## READING TEXT
I am a firm believer that 4 wheel drive is a last resort, more of a challenge in 2wd.

Between the burban and my 20' enclosed trailer, things work out pretty well.


----------



## gmorgan

I bought a old bread truck, chevy,aluminum,18' walk in, old kitchen cab. on one wall and I can carry all my tools, and all the material and it is good to 10,000lb. put a hitch on it and pulls a open top trailer for dirt or what ever.
I love it, I will never buy a pickup again 
no more unloading tools to load plywood or having to leave somone in the truck when you go to the lumber yard it's :thumbsup: all locked up


----------



## Tin Cup

1 ton chev. truck, 8ft bed with track rack for ladders and lumber, with tonneau cover. 6x12' enclosed trailer for tools and materials. also, new dump trailer for debris and large loads of drywall, lumber, plywood etc. only trouble is can't tow both trailers at same time.

dump trailer has paid for half of its cost in 6 weeks. alway wanted one, finally got one, wonder why i didn't get one sooner. no more double handling debris, push button to dump at local dump for $30/load. highly recommend a griffin dump tailer, heavy duty at reasonable price.

next combo i'd consider is a dump insert in 1 ton truck then tow enclosed trailer.


----------



## Fence

a nice tonneau cover would keep your tools nice and dry in the rain.


----------



## BuildersII

We made a small trailer for about $1000 including the cost of the trailer and it's been a lifesaver.


----------



## MALCO.New.York

Five Arrows said:


> I have a *4 door Dakota with a 7000lb dump trailer.* The trailer was the best thing I've bought for the business. VERY nice at the dump. I get stuck in the rain up here in Washington a lot. I put the tools in the back seat and everything else in the back with tarps. I think that for wet weather work a nice size van with some sort of long materials rack and a dump trailer would be perfect.


That just sounds scary.........

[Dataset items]

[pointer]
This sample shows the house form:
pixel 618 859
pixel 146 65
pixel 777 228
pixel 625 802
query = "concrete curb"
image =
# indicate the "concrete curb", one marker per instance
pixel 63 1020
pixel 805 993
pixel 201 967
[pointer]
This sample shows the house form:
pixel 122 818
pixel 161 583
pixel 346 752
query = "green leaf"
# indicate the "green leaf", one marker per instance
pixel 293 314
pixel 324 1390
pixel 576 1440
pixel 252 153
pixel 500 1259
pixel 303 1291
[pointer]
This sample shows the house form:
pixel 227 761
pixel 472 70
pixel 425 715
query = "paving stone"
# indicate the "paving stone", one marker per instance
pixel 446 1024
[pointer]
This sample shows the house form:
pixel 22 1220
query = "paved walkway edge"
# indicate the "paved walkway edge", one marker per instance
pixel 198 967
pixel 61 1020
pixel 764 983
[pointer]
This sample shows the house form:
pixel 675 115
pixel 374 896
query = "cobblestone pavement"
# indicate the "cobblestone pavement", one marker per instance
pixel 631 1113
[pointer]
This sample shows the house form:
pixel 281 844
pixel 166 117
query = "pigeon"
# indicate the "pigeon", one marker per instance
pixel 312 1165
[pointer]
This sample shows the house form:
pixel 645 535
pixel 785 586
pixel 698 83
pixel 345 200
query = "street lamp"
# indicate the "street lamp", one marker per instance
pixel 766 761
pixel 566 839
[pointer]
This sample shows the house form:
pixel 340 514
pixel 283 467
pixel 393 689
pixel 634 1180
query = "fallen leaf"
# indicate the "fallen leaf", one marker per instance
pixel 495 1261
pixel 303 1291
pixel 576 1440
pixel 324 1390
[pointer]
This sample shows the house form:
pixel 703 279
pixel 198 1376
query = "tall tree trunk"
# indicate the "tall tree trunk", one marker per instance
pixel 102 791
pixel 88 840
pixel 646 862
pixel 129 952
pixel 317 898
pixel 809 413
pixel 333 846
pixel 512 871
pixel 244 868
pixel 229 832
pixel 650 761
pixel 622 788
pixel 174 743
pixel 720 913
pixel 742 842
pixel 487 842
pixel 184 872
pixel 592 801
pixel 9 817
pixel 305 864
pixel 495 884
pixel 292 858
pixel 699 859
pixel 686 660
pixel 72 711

## OBJECTIVE
In the forum thread, about how much did the small trailer that BuildersII's group made cost, including the cost of the trailer? The entries have nothing to do with this.

## RESULT OF THE TASK
About $1000.